◆ **Directions for this task**
Please carry on the blog post below about Roland Emmerich's Stonewall, picking up right after its last sentence about Anonymous.

◆ **Text provided**
Now he’s been replaced by a guy who is… well, really, not much better? Like it’s still the Liberal Party. It’s still a party that got elected on the basis of Stopping the Boats, Fucking The Poor, and Destroying Our Legacies. But at least now the person in charge might be an adult.

I am going to enjoy this little dish of spite, for now.

Anonymous and Stonewall

Roland Emmerich is not a name I really associate with greatness. I get that for some people he’s the shit and Independence Day is untouchable but broadly speaking, every time I hear his name it’s with, at best, a sigh. Roland Emmerich’s being talked about right now because of Stonewall.

I figured Stonewall would be a piece of oscar-baiting bullshit designed to let the Media Capital Hollywood tell itself that it was, in fact, a progressive and liberal bastion, because Feeling Liberal is Hollywood’s conservatism. It was the kind of movie when I heard it was going to be made where I was 100% certain that it would be handled badly. I didn’t know specifics – I was not at the time super well versed in the history of the Stonewall Riots and I rarely go in for betting on things. But I was pretty sure that there’d be a tan pale-haired white gay dude very, very important to the centre of the story.

Mostly, this has been my expectation ever since I learned about Anonymous.

◆ **Information shown**
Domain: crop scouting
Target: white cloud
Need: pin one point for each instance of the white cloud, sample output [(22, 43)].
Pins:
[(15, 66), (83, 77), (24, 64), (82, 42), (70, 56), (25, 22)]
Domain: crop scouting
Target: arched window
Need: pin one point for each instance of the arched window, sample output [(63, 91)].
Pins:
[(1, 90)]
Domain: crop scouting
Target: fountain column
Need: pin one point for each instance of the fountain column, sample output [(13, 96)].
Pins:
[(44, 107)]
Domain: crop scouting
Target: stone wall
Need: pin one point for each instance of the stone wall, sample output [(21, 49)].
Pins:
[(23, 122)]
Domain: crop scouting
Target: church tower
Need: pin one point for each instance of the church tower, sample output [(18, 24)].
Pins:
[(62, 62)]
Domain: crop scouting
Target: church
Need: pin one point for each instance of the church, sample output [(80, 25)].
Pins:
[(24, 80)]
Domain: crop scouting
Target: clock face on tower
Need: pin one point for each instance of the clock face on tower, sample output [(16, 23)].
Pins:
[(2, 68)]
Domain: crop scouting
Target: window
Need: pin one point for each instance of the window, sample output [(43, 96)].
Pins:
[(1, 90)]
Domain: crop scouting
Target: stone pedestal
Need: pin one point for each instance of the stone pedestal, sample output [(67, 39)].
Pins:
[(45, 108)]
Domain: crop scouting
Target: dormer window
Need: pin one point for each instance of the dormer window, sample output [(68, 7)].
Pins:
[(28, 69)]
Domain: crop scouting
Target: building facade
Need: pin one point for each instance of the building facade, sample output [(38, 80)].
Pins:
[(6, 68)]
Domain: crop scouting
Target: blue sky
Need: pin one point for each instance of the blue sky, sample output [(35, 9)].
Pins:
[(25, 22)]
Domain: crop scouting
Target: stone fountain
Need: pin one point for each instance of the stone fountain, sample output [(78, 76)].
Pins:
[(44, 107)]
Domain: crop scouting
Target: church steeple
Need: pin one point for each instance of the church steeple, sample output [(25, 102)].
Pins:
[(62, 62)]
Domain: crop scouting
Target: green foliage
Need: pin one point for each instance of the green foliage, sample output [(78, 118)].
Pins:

◆ **Written response**
Anonymous is a conspiracy theory film presented as if it’s a historical narrative in which one of the most important artists of European storytelling, a creator of forms and words, was not, in fact, that rye-trading commoner William Shakespeare but was, instead, a white-haired slightly effeminate noble man of wealth, breeding and education.

I’m not really sure how to convey this, but it’s something that’s stuck in my head every time that white-haired gay noble man of wealth, breeding and education that is Roland Emmerich comes up. Especially when we’re talking about stories that seem to centre around issues of creativity or gay rights. What I’m saying is that broadly speaking, from what I’ve seen, Roland Emmerich is the kind of artist who can’t abide the idea that important things aren’t about him.

This is a pretty common affliction for white dudes.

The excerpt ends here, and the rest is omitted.